PROBLEM DETAILS:
Every record shown below should be duplicated exactly.

** SOURCE RECORDS follows **

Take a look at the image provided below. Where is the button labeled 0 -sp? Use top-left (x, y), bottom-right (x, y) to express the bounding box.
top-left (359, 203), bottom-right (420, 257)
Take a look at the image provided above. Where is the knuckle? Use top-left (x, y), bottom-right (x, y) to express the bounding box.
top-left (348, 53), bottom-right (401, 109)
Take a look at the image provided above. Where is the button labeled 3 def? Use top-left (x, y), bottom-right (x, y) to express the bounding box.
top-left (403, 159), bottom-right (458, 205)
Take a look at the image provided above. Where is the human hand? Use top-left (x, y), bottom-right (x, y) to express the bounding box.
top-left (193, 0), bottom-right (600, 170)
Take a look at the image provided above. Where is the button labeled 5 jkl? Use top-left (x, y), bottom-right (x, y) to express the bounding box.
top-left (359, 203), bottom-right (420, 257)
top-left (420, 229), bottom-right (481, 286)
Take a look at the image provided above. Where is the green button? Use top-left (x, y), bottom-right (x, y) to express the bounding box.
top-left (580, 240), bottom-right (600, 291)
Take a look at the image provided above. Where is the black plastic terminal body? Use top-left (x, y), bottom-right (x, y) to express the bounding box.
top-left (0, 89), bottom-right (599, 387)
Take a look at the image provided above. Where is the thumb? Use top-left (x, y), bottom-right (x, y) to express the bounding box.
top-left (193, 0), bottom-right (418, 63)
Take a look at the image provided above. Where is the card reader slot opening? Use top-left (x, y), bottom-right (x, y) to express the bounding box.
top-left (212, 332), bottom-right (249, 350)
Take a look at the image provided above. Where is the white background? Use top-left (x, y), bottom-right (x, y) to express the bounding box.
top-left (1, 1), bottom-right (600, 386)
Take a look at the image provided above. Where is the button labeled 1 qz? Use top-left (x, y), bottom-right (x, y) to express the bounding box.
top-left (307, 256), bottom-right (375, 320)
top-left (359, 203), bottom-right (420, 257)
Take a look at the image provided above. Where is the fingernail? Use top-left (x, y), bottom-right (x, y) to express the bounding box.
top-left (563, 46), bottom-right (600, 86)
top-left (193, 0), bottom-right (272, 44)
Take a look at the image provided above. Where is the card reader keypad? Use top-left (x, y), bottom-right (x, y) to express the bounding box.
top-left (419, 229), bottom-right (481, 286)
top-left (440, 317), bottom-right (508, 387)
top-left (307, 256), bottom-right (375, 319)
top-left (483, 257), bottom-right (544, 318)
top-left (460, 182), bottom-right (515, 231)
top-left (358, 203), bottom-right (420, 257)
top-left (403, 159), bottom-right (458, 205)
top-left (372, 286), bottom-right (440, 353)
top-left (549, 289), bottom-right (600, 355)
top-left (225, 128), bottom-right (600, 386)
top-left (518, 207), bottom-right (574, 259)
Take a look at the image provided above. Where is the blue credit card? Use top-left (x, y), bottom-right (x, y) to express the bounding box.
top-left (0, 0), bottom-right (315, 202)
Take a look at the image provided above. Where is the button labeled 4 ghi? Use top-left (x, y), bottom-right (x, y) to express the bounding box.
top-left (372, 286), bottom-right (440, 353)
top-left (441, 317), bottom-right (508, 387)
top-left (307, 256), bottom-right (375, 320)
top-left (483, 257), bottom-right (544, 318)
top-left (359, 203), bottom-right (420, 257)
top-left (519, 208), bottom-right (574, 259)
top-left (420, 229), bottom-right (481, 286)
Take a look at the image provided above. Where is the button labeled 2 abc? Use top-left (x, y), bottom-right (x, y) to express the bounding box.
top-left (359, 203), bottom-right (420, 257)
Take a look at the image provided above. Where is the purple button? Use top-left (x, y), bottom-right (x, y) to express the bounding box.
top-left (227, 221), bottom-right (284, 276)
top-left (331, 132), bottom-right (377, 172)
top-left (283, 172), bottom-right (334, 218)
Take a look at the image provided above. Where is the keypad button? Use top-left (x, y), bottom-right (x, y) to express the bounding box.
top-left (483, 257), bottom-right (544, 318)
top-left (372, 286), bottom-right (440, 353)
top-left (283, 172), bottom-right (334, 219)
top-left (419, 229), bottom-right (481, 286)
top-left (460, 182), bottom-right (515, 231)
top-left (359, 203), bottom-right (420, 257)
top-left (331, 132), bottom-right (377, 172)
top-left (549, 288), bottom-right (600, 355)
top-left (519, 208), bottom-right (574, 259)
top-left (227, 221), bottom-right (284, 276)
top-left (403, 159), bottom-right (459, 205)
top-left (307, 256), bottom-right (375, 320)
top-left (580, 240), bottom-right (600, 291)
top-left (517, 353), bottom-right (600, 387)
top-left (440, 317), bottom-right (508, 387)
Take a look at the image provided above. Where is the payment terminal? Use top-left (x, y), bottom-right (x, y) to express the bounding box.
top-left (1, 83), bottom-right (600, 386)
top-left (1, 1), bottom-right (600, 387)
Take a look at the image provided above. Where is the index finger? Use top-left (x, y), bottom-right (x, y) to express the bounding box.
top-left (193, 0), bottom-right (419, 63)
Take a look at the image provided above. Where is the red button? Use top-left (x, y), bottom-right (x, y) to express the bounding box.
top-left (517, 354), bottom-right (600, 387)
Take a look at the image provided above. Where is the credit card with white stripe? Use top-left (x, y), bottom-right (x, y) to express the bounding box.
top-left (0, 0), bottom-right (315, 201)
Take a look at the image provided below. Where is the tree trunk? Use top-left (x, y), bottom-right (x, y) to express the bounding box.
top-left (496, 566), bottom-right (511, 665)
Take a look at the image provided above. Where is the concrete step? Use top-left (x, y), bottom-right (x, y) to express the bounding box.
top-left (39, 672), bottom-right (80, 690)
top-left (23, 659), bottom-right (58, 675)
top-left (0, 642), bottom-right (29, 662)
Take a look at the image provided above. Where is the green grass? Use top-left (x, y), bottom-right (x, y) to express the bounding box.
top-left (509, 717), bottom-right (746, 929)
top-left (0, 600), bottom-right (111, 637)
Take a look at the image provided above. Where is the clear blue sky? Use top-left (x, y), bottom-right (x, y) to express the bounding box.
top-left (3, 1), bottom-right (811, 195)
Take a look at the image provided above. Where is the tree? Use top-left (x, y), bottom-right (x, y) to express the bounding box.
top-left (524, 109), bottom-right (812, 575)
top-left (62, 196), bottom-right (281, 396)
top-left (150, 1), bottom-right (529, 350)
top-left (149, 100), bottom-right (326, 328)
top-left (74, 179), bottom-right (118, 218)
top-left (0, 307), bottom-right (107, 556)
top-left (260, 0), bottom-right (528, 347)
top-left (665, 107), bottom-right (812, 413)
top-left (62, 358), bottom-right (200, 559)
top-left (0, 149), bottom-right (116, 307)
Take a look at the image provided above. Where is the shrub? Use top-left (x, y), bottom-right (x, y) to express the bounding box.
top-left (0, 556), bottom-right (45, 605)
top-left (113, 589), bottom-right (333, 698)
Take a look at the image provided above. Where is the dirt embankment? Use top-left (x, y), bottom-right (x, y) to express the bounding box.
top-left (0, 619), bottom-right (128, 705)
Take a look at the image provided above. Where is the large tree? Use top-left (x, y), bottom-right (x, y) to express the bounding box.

** End of SOURCE RECORDS **

ANSWER BOX:
Take a look at the image provided below. Where is the button labeled 0 -sp? Use top-left (x, y), bottom-right (x, y) to express the bounding box.
top-left (359, 203), bottom-right (420, 257)
Take a look at the image provided above. Where is the knuckle? Use top-left (x, y), bottom-right (x, y) to express the bounding box.
top-left (348, 53), bottom-right (401, 109)
Take a look at the image provided above. Where is the button labeled 3 def? Use top-left (x, y), bottom-right (x, y) to express the bounding box.
top-left (403, 159), bottom-right (458, 205)
Take a look at the image provided above. Where is the human hand? Use top-left (x, y), bottom-right (x, y) to express the bounding box.
top-left (193, 0), bottom-right (600, 170)
Take a look at the image provided above. Where is the button labeled 5 jkl? Use top-left (x, y), bottom-right (x, y) to express the bounding box.
top-left (359, 203), bottom-right (420, 257)
top-left (420, 229), bottom-right (481, 286)
Take a look at the image provided above. Where is the green button? Use top-left (x, y), bottom-right (x, y) to express the bounding box.
top-left (580, 240), bottom-right (600, 291)
Take a look at the image provided above. Where is the black plastic terminal body? Use top-left (x, y), bottom-right (x, y) to express the bounding box.
top-left (0, 89), bottom-right (599, 387)
Take a look at the image provided above. Where is the thumb? Use top-left (x, y), bottom-right (x, y) to express the bounding box.
top-left (193, 0), bottom-right (418, 63)
Take a look at the image provided above. Where is the card reader slot opening? Use top-left (x, y), bottom-right (x, y) to express the bounding box.
top-left (212, 332), bottom-right (249, 350)
Take a look at the image provided above. Where is the white background? Use top-left (x, y), bottom-right (x, y) to express the bounding box.
top-left (1, 1), bottom-right (600, 386)
Take a look at the image provided above. Where is the button labeled 1 qz? Use top-left (x, y), bottom-right (x, y) to express the bounding box.
top-left (307, 256), bottom-right (375, 320)
top-left (359, 203), bottom-right (420, 257)
Take a look at the image provided above. Where is the fingernail? Use top-left (x, y), bottom-right (x, y) to express the bounding box.
top-left (563, 46), bottom-right (600, 86)
top-left (193, 0), bottom-right (272, 44)
Take a look at the image provided above. Where is the card reader keypad? Use top-left (x, y), bottom-right (x, y) to express the bounding box.
top-left (419, 229), bottom-right (481, 286)
top-left (440, 317), bottom-right (508, 387)
top-left (307, 256), bottom-right (375, 319)
top-left (483, 257), bottom-right (544, 318)
top-left (460, 182), bottom-right (515, 231)
top-left (358, 203), bottom-right (420, 257)
top-left (403, 159), bottom-right (458, 205)
top-left (372, 286), bottom-right (440, 353)
top-left (549, 289), bottom-right (600, 355)
top-left (225, 128), bottom-right (600, 386)
top-left (518, 207), bottom-right (574, 259)
Take a look at the image provided above. Where is the blue credit card? Use top-left (x, y), bottom-right (x, y) to express the bounding box.
top-left (0, 0), bottom-right (315, 202)
Take a look at the image provided above. Where is the button labeled 4 ghi? Use top-left (x, y), bottom-right (x, y) to express the bounding box.
top-left (372, 286), bottom-right (440, 353)
top-left (441, 317), bottom-right (508, 387)
top-left (307, 256), bottom-right (375, 320)
top-left (483, 257), bottom-right (544, 318)
top-left (359, 203), bottom-right (420, 257)
top-left (519, 208), bottom-right (574, 259)
top-left (420, 229), bottom-right (481, 286)
Take a look at the image provided above. Where is the button labeled 2 abc? Use top-left (x, y), bottom-right (x, y) to express the bounding box.
top-left (359, 203), bottom-right (420, 257)
Take a look at the image provided above. Where is the purple button? Use top-left (x, y), bottom-right (x, y) to express the bounding box.
top-left (227, 221), bottom-right (284, 276)
top-left (331, 132), bottom-right (377, 172)
top-left (283, 172), bottom-right (334, 218)
Take a look at the image provided above. Where is the keypad button? Use top-left (x, y), bottom-right (x, y) to express the bounding box.
top-left (483, 257), bottom-right (544, 318)
top-left (372, 286), bottom-right (440, 353)
top-left (283, 172), bottom-right (334, 219)
top-left (419, 229), bottom-right (481, 286)
top-left (460, 182), bottom-right (515, 231)
top-left (359, 203), bottom-right (420, 257)
top-left (331, 132), bottom-right (377, 172)
top-left (549, 288), bottom-right (600, 355)
top-left (519, 208), bottom-right (574, 259)
top-left (227, 221), bottom-right (284, 276)
top-left (403, 159), bottom-right (459, 205)
top-left (307, 256), bottom-right (375, 320)
top-left (580, 240), bottom-right (600, 291)
top-left (517, 353), bottom-right (600, 387)
top-left (440, 317), bottom-right (508, 387)
Take a look at the image provided above. Where is the payment terminal? Use top-left (x, y), bottom-right (x, y) to express the bounding box.
top-left (1, 83), bottom-right (600, 386)
top-left (1, 1), bottom-right (600, 387)
Take a look at the image provided above. Where is the index finger? Use top-left (x, y), bottom-right (x, y) to express the bounding box.
top-left (193, 0), bottom-right (419, 63)
Take a look at the image provided above. Where is the red button? Use top-left (x, y), bottom-right (x, y) to express the bounding box.
top-left (517, 354), bottom-right (600, 387)
Take a look at the image provided above. Where is the credit card with white stripe? Use top-left (x, y), bottom-right (x, y) to express the bounding box.
top-left (0, 0), bottom-right (315, 201)
Take a look at the image provided below. Where is the tree trunk? Use top-left (x, y), bottom-right (x, y) to express the bounding box.
top-left (496, 566), bottom-right (511, 665)
Take a look at the image provided above. Where is the concrete step? Use top-left (x, y), bottom-right (x, y) to express the bounding box.
top-left (39, 672), bottom-right (80, 690)
top-left (23, 659), bottom-right (58, 675)
top-left (0, 642), bottom-right (29, 662)
Take a look at the image provided above. Where is the green grass? Use top-left (x, y), bottom-right (x, y) to express the bounding box.
top-left (509, 717), bottom-right (746, 929)
top-left (0, 600), bottom-right (111, 637)
Take a look at the image provided above. Where is the clear blue sky? Use top-left (x, y), bottom-right (x, y) to express the bounding box.
top-left (3, 1), bottom-right (811, 195)
Take a look at the image provided above. Where is the tree? Use top-left (x, y), bottom-right (x, y) to express the bounding box.
top-left (524, 109), bottom-right (812, 575)
top-left (62, 196), bottom-right (281, 396)
top-left (150, 1), bottom-right (529, 350)
top-left (149, 100), bottom-right (326, 328)
top-left (74, 179), bottom-right (118, 218)
top-left (0, 307), bottom-right (107, 556)
top-left (260, 0), bottom-right (528, 347)
top-left (665, 107), bottom-right (812, 413)
top-left (62, 358), bottom-right (200, 559)
top-left (0, 149), bottom-right (116, 307)
Take a look at the image provided above. Where is the shrub? Use top-left (x, y), bottom-right (x, y) to express the bounding box.
top-left (0, 556), bottom-right (45, 605)
top-left (113, 589), bottom-right (333, 698)
Take a look at the image provided above. Where is the dirt embankment? Use top-left (x, y), bottom-right (x, y) to express the bounding box.
top-left (0, 619), bottom-right (128, 705)
Take a look at the image provided above. Where is the large tree? Use top-left (x, y), bottom-right (x, y) to express the bounding box.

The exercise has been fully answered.